- _Testo fornito_
Curzi, ci sono infermieri viterbesi che hanno aderito all’avviso della protezione civile nazionale?
«No, nessuno dei nostri si è proposto per partire volontario nelle zone rosse».

Perché?
«Innanzitutto, perché la Asl sta pescando da un concorso di un paio di anni fa per assumere personale. Sinora sono già stati chiamati in 33, già entrati in servizio. In base all’esperienza maturata, sono stati destinati a reparti ad alta o bassa intensità. C’è da considerare che ogni anno iscriviamo tra le 30 e le 40 nuove unità all’ordine. A Viterbo abbiamo una sede universitaria, distaccamento della Sapienza di Roma, facoltà di Medicina, ma il 10% degli iscritti sono militari e il 20% non sono di Viterbo e una volta laureati tornano nelle zone d’origine. Ogni anno concludono il corso circa 30 infermieri della Tuscia. Inoltre, registriamo un elevato tasso di immigrazione verso la Gran Bretagna e la Germania. Ho firmato circa 350 pass per quei due Paesi».

Come è cambiato il vostro lavoro con l’emergenza coronavirus?
«Fortunatamente, la situazione da noi non è grave come altrove. Inoltre, registriamo una buona organizzazione. A Belcolle abbiamo il Blocco D tutto dedicato al Covid-19 con le misure di sicurezza necessarie per l’ingresso e l’assistenza ai pazienti, nonché per la fase successiva. Penso al corretto smaltimento dei rifiuti e dei dispositivi, alla disinfezione. Inoltre, ci sono percorsi ben definiti per chi arriva e chi parte”.

I vostri turni come sono organizzati?
“La notte è di 12 ore. Di giorno, invece, siamo suddivisi in 6 ore. Ma nel Covid ci si alterna ogni 3 ore, altrimenti la sopportazione dei dispositivi sarebbe intollerabile. Soprattutto per la tuta completa di copricapo».

Siete dotati delle protezioni necessarie, quindi?
«Sì, ci sentiamo abbastanza sicuri. Ce ne sono state fornite, altre le abbiamo acquistate come ordine provinciale e devolute all’ospedale, usando canali alternativi si approvvigionamento».

Si parla di voi, in questo periodo, come di “angeli” o di “eroi”. Si riconosce in questa definizione?
«Quando scegliamo questa attività, compiamo una scelta di vita: quella di stare accanto a chi soffre. Ma il nostro lavoro, al di là del lato umano, si fonda su competenze professionali precise, a cui non possiamo derogare e che altri non hanno».

E quando vi trovare di fronte a un paziente in fin di vita?
«Anche nel guidarlo verso la fine devi essere formato e preparato, altrimenti non reggi. È il nostro lavoro».

- _Consegna_
In base all'intervista, per quale motivo nel reparto Covid gli infermieri si danno il cambio ogni 3 ore anziché seguire i turni ordinari? Spiegalo in una o due frasi. Per rispondere basta l'intervista, senza ricorrere ad altre fonti.

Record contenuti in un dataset
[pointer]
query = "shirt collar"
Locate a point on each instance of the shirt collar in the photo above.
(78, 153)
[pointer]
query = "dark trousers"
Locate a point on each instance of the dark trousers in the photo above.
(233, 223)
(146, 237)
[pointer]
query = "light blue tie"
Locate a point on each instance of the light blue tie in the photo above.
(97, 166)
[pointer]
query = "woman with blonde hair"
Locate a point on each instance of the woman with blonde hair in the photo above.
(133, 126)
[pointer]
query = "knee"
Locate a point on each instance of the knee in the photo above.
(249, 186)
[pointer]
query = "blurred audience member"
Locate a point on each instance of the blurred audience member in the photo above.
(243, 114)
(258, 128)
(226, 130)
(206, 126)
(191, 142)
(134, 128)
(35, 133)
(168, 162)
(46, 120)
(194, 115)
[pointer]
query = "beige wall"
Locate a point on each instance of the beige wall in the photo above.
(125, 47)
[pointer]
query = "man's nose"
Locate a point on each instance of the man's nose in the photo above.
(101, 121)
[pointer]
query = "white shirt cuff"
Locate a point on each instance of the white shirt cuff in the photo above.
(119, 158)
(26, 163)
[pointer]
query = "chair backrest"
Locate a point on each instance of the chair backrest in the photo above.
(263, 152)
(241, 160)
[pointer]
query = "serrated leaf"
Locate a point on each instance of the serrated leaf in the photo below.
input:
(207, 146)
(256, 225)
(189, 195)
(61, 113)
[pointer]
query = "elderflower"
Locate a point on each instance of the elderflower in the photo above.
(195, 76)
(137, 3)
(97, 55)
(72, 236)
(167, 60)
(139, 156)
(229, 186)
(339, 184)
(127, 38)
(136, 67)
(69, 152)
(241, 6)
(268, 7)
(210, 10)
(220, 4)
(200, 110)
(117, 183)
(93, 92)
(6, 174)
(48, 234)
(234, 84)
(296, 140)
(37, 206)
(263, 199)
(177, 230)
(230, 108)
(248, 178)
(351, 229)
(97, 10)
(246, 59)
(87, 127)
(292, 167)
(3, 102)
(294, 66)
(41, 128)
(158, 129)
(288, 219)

- _Soluzione_
Nel reparto Covid il cambio avviene ogni 3 ore perché altrimenti sopportare i dispositivi di protezione sarebbe intollerabile, soprattutto la tuta completa di copricapo.